**Exercise brief:** Quote every line as given.

**Data extract:**
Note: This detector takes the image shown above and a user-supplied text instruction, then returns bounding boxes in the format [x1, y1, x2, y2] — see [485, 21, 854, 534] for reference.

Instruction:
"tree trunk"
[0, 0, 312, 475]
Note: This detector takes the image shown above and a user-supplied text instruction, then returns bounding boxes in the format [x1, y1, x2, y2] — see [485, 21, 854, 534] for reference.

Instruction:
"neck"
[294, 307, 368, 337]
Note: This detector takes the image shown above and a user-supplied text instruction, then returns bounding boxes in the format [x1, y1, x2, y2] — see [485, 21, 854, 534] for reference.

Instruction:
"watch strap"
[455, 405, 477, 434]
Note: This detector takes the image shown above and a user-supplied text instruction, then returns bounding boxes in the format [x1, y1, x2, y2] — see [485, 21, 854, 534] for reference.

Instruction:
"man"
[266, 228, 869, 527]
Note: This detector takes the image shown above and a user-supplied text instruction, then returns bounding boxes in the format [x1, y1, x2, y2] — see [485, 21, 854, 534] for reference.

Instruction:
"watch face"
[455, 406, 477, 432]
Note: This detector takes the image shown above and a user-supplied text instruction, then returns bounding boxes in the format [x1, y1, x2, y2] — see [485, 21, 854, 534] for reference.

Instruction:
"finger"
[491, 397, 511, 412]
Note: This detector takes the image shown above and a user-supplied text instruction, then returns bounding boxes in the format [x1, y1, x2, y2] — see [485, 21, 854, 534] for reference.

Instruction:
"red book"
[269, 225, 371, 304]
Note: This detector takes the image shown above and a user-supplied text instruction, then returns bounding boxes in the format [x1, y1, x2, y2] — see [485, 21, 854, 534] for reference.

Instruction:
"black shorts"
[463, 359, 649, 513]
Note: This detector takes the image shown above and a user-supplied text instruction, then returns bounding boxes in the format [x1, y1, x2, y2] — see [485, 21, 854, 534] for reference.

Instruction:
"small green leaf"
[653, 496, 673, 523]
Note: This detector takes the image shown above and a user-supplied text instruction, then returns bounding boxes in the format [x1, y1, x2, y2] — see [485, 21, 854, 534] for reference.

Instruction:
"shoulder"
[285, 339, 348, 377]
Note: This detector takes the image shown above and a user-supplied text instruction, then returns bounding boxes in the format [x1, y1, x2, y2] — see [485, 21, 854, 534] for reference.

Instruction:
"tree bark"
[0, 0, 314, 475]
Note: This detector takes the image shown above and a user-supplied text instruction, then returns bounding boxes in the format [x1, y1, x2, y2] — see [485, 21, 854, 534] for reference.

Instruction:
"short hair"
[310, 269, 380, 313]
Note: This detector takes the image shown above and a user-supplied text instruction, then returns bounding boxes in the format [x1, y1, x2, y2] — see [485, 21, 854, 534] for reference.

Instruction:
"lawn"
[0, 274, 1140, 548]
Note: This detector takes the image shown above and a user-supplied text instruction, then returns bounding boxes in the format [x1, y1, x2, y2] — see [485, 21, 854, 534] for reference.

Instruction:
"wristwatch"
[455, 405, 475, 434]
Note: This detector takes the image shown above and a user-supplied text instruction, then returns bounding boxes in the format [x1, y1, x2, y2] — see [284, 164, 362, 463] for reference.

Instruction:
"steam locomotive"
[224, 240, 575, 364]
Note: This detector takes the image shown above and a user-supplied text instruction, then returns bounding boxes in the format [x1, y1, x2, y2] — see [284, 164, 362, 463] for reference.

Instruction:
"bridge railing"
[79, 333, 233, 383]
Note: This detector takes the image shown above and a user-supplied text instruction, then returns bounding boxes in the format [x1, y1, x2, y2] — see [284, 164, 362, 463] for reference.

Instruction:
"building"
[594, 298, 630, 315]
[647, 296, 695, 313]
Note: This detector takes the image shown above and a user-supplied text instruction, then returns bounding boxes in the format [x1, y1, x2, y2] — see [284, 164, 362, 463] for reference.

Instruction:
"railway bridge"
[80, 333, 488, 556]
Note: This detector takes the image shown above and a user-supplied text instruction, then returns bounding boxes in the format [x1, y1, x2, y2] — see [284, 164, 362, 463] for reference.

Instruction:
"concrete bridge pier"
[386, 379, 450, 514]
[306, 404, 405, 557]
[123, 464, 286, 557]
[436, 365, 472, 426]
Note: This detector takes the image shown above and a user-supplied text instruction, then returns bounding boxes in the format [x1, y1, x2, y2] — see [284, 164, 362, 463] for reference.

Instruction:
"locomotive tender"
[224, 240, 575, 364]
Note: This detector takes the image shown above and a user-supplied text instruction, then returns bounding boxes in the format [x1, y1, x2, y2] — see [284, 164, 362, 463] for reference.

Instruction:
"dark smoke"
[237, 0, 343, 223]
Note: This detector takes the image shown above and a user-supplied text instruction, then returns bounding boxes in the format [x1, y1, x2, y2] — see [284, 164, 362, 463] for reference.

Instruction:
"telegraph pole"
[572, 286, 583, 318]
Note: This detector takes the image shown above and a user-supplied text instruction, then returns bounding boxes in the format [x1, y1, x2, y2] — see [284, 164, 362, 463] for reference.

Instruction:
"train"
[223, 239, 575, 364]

**Output for this exercise:**
Note: This detector takes the image shown above and a user-supplied text instruction, then returns bounding boxes in the format [x1, y1, x2, y2] — see [485, 21, 854, 534] for reference.

Instruction:
"tree trunk"
[0, 0, 312, 475]
Note: This detector takes the image shown above and a user-supplied text instruction, then returns bounding boxes in the format [x1, y1, x2, y2] — see [485, 21, 854, 534] for reference.

Instruction:
"neck"
[294, 307, 368, 337]
Note: This detector takes the image shown above and a user-supplied text instruction, then returns bounding boxes in the format [x1, y1, x2, y2] — see [485, 21, 854, 534] for reference.

Instruction:
"watch strap"
[455, 405, 477, 434]
Note: This detector takes the image shown above and a user-supplied text instruction, then returns bounding boxes in the format [x1, y1, x2, y2] — see [485, 21, 854, 534] for reference.

Instruction:
"man"
[266, 228, 869, 527]
Note: This detector takes the image shown above and a user-supplied text instruction, then returns bounding boxes in the format [x1, y1, x2, y2] — see [485, 21, 854, 534] for reference.

Instruction:
"watch face"
[455, 406, 477, 432]
Note: This detector takes the image shown above and a user-supplied text instruction, then returns bounding boxes in the format [x1, y1, x2, y2] — see [485, 21, 854, 534] for reference.

Instruction:
"finger"
[491, 397, 511, 412]
Note: This detector takes the image shown above and a user-supplied text instruction, then returns bounding boxes in the format [x1, y1, x2, y2] — see [485, 21, 854, 534] for reference.

Instruction:
"red book"
[269, 225, 371, 304]
Note: This detector takes the image shown above and a user-supplied text instruction, then returns bounding boxes in the format [x1, y1, x2, y2] — see [485, 21, 854, 534] for reference.

Instruction:
"black shorts"
[463, 359, 649, 513]
Note: This detector takes the image shown above and a user-supplied text instruction, then returns bounding boxes in the format [x1, y1, x2, y2] — see [485, 21, 854, 534] for reference.

Instruction:
"small green leaf"
[653, 496, 673, 523]
Note: This detector takes the image shown above and a user-supplied text instruction, then returns bounding boxes in the format [x1, y1, x2, y2] — see [485, 21, 854, 534] for reference.

Instruction:
"shoulder"
[285, 339, 348, 377]
Note: This detector takes the image shown above and a user-supplied text instruction, then returns bounding boxes in the format [x1, y1, x2, y2] — see [485, 21, 854, 534] for reference.

Instruction:
"tree bark"
[0, 0, 314, 475]
Note: This detector takes the image shown above and a user-supplied text instruction, then returns bounding boxes in the format [x1, y1, x2, y2] — see [485, 21, 854, 534] for reference.

Instruction:
"short hair"
[310, 269, 380, 313]
Note: This detector takes the image shown above and a user-supplied text instruction, then returns bounding boxes in the format [x1, y1, x2, y2] — see [485, 21, 854, 534] for reference.

Instruction:
"lawn"
[0, 274, 1140, 548]
Note: This detector takes the image shown above and a user-supplied text instruction, then returns bounding boxes in the format [x1, y1, x2, y2] — see [485, 21, 854, 534] for reference.

Instruction:
"wristwatch"
[455, 405, 475, 434]
Note: This detector takes the image shown above and a user-supplied text instruction, then returns bounding boxes in the format [x1, y1, x2, y2] — see [284, 164, 362, 463] for reference.

Instruction:
"steam locomotive"
[224, 240, 575, 364]
Note: This detector takes the image shown above and a user-supplied text instruction, then returns bounding boxes in the format [x1, y1, x2, y2] — see [284, 164, 362, 463] for reference.

Instruction:
"bridge railing"
[79, 333, 233, 383]
Note: This detector takes the image shown above and a user-supplied text instruction, then returns bounding boxes in the format [x1, y1, x2, y2] — see [284, 164, 362, 463] for reference.

Instruction:
"building"
[594, 298, 630, 315]
[647, 296, 695, 313]
Note: This detector takes the image shown above and a user-supplied text instruction, then returns bounding boxes in the format [x1, y1, x2, y2] — see [284, 164, 362, 463] for reference.

Instruction:
"railway bridge"
[80, 333, 488, 556]
Note: This detector takes the image shown above and a user-supplied text instruction, then returns bounding boxes in the format [x1, y1, x2, y2] — see [284, 164, 362, 463] for reference.

Instruction:
"concrete bridge pier"
[386, 379, 450, 514]
[306, 404, 405, 557]
[123, 464, 286, 557]
[436, 365, 472, 426]
Note: This detector takes the image shown above and a user-supplied text instruction, then returns bounding boxes in the format [x1, y1, x2, y2] — see [284, 164, 362, 463] for reference.

Instruction:
"locomotive tender"
[224, 240, 575, 364]
Note: This detector takes the image shown above and a user-supplied text instruction, then returns bounding boxes in the format [x1, y1, x2, y2] — see [284, 164, 362, 463] for reference.

Instruction:
"dark smoke"
[237, 0, 343, 223]
Note: This detector takes the image shown above and a user-supplied text instruction, then returns bounding boxes in the format [x1, y1, x2, y2] — see [284, 164, 362, 463] for reference.

Instruction:
"telegraph pole"
[572, 286, 583, 318]
Note: This detector takes the image shown above and a user-supplied text instruction, then returns bounding boxes in the format [x1, y1, x2, y2] — see [284, 164, 362, 463] for reference.

Instruction:
"train"
[223, 239, 575, 364]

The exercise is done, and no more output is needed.